══ ENTRIES SUPPLIED ══

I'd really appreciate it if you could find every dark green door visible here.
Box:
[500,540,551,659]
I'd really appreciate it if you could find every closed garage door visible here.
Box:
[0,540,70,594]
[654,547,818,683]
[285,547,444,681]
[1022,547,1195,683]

═══

STATED EXERCISE – Reproduce every line of the records above, including the requests, and offset each bounding-box coordinate in the answers by adding 86 to it.

ANSWER FOR THIS EXERCISE –
I'd really appreciate it if you could find every dark green door visible here.
Box:
[586,626,637,745]
I'd really appreciate it if you could find every closed garage door visible here.
Box:
[86,626,156,680]
[740,633,904,769]
[371,633,530,767]
[1108,633,1281,769]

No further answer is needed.